TASK DETAILS >> Reproduce all records verbatim.

# RECORDS FOR THIS EXERCISE start

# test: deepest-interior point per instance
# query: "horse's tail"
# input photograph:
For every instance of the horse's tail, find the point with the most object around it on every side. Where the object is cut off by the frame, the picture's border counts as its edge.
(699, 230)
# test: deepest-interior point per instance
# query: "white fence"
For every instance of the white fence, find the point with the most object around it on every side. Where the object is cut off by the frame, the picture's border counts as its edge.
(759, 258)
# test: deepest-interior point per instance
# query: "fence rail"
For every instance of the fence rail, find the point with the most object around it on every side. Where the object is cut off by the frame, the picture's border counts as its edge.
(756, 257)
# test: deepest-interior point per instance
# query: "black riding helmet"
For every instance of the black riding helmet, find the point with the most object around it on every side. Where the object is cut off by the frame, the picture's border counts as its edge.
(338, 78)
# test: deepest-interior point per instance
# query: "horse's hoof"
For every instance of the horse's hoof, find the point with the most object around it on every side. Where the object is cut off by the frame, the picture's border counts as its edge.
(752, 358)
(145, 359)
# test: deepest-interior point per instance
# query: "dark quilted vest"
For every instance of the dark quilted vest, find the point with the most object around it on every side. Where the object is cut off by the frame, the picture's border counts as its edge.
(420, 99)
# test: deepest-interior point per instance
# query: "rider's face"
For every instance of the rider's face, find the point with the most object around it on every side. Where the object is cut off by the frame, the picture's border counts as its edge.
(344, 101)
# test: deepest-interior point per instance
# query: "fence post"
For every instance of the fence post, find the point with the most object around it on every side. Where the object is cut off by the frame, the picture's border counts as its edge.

# RECORDS FOR THIS EXERCISE end

RESULT OF THE EXERCISE >>
# test: deepest-interior point per instance
# query: "horse's tail"
# input photograph:
For every instance of the horse's tail, find the point with the most object around it on every side. Where the object is cut off by the frame, the picture's border counts as its edge.
(699, 230)
# test: deepest-interior point per instance
# query: "white fence"
For every instance of the white fence, find the point with the most object around it on every side. Where the object is cut off by the frame, the picture's border counts as its edge.
(759, 258)
# test: deepest-interior point per instance
# query: "fence rail"
For every instance of the fence rail, find the point with the most object around it on every side. Where the object is cut off by the frame, the picture's border counts as its edge.
(756, 257)
# test: deepest-interior point per instance
# query: "black riding helmet"
For every instance of the black riding helmet, find the point with the most object around it on every side. Where the object is cut off by the frame, the picture's border counts as its edge.
(338, 78)
# test: deepest-interior point per instance
# query: "horse's hoof"
For every instance of the horse's hoof, find the point with the most object around it on every side. Where the object is cut off by the frame, the picture's border counts as its edge.
(752, 358)
(145, 359)
# test: deepest-interior point per instance
# query: "dark quilted vest"
For every instance of the dark quilted vest, find the point with the most object around it on every side. Where the object is cut off by the frame, the picture's border counts as its edge.
(420, 99)
# test: deepest-interior point per instance
# query: "rider's face"
For every instance of the rider's face, find the point with the most object around it on every side. Where the object is cut off by the frame, the picture's border counts as its edge.
(344, 101)
# test: deepest-interior point per instance
# query: "fence post"
For every instance of the fence post, find the point with the most object around it on every side. Where the object is cut off by the frame, the picture's border counts as its edge.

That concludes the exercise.